— Selected passage —

POWER TEST REALTY COMPANY LIMITED PARTNERSHIP, et al., Appellants-Respondents, v. STATE of New York, Respondent-Appellant (Claim No. 2).
In related condemnation claims, (1) the claimant Interlake Service Station, Inc., appeals from a judgment of the Court of Claims (McNamara, J.), entered March 24, 1997, in Claim No. 1, which dismissed its claim, (2) the claimants Power Test Realty Company Limited Partnership and Getty Petroleum Corp. appeal from a judgment of the same court, dated April 28, 1997, in Claim No. 2, which awarded them only $745,000 in satisfaction of their claim, and (3) the State of New York cross-appeals from the judgment dated April 28, 1997, in Claim No. 2.
ORDERED that the cross appeal is dismissed as abandoned; and it is further,
ORDERED that the judgments are affirmed; and it is further,
ORDERED that the State of New York is awarded one bill of costs.
The parcel of property at issue on these appeals lies adjacent to the Taconic State Parkway in Putnam County. It was condemned by the defendant State of New York, for the purpose of constructing a ramp. The claimant, Interlake Service Station, Inc. (hereinafter Interlake), operated a gas station on the parcel pursuant to a lease with the claimant Getty Petroleum Corp. (hereinafter Getty). Getty, in turn, leased the property from the fee owner, the claimant Power Test Realty Company Limited Partnership.

— Information given —
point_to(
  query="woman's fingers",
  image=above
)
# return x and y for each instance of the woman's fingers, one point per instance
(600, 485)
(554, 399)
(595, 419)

— Your instructions —
Edit the condemnation ruling from "POWER TEST REALTY COMPANY LIMITED PARTNERSHIP, et" up to and including "bill of costs.", changing "abandoned" to "withdrawn", and give that stretch of text in full.

— Result of this task —
POWER TEST REALTY COMPANY LIMITED PARTNERSHIP, et al., Appellants-Respondents, v. STATE of New York, Respondent-Appellant (Claim No. 2).
In related condemnation claims, (1) the claimant Interlake Service Station, Inc., appeals from a judgment of the Court of Claims (McNamara, J.), entered March 24, 1997, in Claim No. 1, which dismissed its claim, (2) the claimants Power Test Realty Company Limited Partnership and Getty Petroleum Corp. appeal from a judgment of the same court, dated April 28, 1997, in Claim No. 2, which awarded them only $745,000 in satisfaction of their claim, and (3) the State of New York cross-appeals from the judgment dated April 28, 1997, in Claim No. 2.
ORDERED that the cross appeal is dismissed as withdrawn; and it is further,
ORDERED that the judgments are affirmed; and it is further,
ORDERED that the State of New York is awarded one bill of costs.